*** Source records Section Begins ***

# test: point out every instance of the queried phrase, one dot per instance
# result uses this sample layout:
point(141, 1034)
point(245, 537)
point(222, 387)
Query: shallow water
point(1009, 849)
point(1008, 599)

*** Source records Section Ends ***

Nothing before the line containing "# result uses" should be repeated; repeat that line and all later lines through the end of the data above, exactly.

# result uses this sample layout:
point(141, 1034)
point(245, 537)
point(222, 387)
Query: shallow water
point(1009, 849)
point(1008, 599)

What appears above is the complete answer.